» Source passage:
★ ★ ★
6. Design Insights, Limitations, and Future Directions
The structure and choice of relative positional encoding are shaped by practical, architectural, and theoretical considerations:
- Spectral contraction: Multiplicative Toeplitz-based schemes (e.g., RoPE, LieRE, GRAPE) produce better-conditioned logit matrices than additive-only or bias-based designs, which accelerates and stabilizes optimization (Gu et al., 19 May 2025).
- Group-theoretic structure: Encodings founded on Lie group actions guarantee exact or asymptotic dependence of attention solely on relative position, with higher representational capacity unlocked by enriching the dimension and noncommutativity of acting groups (as in LieRE and general GRAPE).
- Regularization and expressivity: For learned RPE tables, norm regularization is vital to prevent overfitting (especially in regime of limited data/long-sequence extrapolation) (Li, 5 Jun 2025).
- Domain-specific demands: Tasks requiring precise retrieval or copying from arbitrary context make strict long-range decay in the encoding (as in ALiBi) suboptimal; high-frequency or non-decaying encodings (HoPE) can improve both extrapolation and context-awareness (Chen et al., 2024).
- Streaming and compatibility: RPEs that admit efficient incremental computation and cacheability (e.g., additive GRAPE, ALiBi) are suited to large-scale, streaming, or autoregressive deployment.
- Hybridization and composition: BiPE and related schemes that blend absolute and relative encodings (intra vs. inter-segment) empirically and theoretically offer improved performance, especially in extrapolation (He et al., 2024).
Observable limitations include the inability of RPEs to model purely absolute position-dependent phenomena, finite-capacity learned tables failing on extreme extrapolation, and for some non-group-theoretic methods, an increase in memory or computational overhead without a corresponding gain in performance.
7. Domain Extensions and Specialized Architectures
Relative encoding principles admit direct extension to a variety of advanced settings:
- Binary and spiking networks: Gray-PE and Log-PE inject positional information compatible with binary SNN hardware, supporting time-series, text, and vision tasks with negligible computational overhead (Lv et al., 28 Jan 2025).
★ ★ ★
» Aim of the exercise: Continue the passage on relative positional encoding, starting after its last sentence.

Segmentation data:
★ ★ ★
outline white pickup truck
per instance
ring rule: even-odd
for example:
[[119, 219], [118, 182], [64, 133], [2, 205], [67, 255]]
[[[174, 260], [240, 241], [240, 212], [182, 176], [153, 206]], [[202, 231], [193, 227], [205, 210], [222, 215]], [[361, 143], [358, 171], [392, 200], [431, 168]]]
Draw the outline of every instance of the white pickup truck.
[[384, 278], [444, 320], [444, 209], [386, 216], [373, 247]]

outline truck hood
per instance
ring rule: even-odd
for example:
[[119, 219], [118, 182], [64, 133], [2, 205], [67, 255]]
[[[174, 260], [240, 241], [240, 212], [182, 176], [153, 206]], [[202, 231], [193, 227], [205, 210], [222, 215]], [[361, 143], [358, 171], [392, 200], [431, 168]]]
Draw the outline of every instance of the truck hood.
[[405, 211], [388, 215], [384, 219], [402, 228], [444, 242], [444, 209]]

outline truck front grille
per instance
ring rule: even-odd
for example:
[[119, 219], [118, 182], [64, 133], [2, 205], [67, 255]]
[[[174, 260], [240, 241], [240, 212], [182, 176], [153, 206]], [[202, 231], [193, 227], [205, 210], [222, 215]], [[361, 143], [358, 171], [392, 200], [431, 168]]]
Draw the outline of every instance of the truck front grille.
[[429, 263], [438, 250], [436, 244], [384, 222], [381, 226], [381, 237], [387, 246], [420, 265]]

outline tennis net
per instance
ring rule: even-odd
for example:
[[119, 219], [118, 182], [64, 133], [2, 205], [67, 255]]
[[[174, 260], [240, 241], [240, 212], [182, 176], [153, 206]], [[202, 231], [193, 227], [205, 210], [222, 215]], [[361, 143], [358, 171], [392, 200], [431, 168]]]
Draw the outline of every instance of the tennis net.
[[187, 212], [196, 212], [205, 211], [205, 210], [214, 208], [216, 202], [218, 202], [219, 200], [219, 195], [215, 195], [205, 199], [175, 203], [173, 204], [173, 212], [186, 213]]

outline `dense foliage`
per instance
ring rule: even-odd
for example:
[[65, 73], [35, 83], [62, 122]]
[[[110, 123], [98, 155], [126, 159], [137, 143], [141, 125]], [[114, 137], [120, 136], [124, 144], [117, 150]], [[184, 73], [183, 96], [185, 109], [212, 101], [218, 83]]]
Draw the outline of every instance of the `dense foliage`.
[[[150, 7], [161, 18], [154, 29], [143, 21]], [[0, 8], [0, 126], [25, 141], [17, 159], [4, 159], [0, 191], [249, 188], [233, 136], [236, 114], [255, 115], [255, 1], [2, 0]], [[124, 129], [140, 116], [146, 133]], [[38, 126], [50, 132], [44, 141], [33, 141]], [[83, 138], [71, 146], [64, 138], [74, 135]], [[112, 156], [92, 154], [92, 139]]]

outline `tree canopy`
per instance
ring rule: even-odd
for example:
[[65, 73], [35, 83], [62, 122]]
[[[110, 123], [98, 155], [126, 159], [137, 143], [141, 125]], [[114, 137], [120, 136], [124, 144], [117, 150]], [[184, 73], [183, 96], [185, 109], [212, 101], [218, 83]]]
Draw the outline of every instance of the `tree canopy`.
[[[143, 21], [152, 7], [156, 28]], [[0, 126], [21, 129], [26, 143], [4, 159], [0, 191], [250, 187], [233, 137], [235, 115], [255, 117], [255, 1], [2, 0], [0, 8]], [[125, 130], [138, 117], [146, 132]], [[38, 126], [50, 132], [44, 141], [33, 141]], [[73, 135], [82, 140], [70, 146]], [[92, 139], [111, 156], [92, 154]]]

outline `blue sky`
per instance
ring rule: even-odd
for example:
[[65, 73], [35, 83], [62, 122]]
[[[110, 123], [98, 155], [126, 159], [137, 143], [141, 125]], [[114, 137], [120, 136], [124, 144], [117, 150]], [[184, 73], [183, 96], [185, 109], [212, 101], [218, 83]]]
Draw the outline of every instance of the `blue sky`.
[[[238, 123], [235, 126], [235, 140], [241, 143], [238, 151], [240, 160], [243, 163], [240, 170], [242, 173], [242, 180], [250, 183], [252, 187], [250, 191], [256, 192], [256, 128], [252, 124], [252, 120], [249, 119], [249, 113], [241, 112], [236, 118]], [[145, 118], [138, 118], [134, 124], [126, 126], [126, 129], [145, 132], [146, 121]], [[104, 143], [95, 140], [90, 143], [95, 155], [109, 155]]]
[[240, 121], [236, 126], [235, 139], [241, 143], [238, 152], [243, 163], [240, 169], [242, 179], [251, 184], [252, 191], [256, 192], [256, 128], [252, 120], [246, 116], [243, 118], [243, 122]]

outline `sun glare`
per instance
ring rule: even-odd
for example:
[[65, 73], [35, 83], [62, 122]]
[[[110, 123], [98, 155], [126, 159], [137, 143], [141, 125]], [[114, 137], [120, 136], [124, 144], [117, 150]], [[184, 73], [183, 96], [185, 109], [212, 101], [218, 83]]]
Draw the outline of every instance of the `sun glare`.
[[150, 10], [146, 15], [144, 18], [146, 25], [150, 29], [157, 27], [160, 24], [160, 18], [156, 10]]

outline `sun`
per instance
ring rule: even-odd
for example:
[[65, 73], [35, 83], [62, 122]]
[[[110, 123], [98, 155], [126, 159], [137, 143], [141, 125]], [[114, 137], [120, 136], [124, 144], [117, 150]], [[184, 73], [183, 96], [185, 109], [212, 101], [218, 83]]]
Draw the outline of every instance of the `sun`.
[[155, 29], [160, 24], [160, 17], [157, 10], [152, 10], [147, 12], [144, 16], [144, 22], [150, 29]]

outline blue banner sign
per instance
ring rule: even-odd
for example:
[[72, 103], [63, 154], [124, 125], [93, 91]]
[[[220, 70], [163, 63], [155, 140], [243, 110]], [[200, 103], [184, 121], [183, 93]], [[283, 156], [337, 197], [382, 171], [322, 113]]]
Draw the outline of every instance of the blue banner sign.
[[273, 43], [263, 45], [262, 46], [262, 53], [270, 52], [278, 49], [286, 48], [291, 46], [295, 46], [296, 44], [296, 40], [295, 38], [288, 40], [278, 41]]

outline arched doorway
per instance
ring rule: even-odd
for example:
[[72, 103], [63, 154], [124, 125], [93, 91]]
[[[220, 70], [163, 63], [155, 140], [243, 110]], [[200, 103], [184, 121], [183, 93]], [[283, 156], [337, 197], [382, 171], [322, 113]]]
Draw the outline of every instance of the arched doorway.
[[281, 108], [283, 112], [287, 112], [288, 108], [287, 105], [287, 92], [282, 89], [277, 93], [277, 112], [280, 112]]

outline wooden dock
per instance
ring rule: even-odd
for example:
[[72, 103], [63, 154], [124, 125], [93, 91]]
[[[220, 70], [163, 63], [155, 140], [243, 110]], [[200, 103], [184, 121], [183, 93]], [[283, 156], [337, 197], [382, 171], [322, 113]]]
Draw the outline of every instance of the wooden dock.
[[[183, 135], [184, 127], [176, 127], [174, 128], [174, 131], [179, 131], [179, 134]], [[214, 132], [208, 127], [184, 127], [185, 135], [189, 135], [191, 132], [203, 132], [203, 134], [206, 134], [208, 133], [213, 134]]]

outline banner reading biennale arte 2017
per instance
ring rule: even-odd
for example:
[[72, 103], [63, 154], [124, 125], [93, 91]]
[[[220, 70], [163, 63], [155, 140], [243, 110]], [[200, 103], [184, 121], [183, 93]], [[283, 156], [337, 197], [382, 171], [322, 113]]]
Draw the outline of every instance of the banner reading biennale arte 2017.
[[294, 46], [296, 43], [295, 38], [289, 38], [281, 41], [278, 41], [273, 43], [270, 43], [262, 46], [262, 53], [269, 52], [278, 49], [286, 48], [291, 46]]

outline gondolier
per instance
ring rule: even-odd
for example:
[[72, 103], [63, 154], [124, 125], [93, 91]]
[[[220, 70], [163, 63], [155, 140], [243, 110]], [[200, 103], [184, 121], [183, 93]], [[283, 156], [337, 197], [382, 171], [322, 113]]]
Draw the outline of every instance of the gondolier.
★ ★ ★
» Written answer:
- Graph and geometric data: Multivariate, permutation-equivariant relative encodings via shortest path, resistance, spectral, or projective transformations permit Transformers to operate on irregular geometries, directed networks, and multi-view data, achieving close to best-known accuracies on circuit-, vision-, and program-analysis benchmarks (Huang et al., 2024, Li et al., 14 Jul 2025).
- Linear-Complexity Transformers: Structured decompositions (LRPE, SPE) allow full relative encoding even when strict complexity is imposed, as needed for single-pass multi-thousand token contexts (Liutkus et al., 2021, Qin et al., 2023).
The design space for RPEs is thus substantial and expanding, with active research mapping the trade-offs between expressivity, computation, extrapolation, and robustness required by evolving applications.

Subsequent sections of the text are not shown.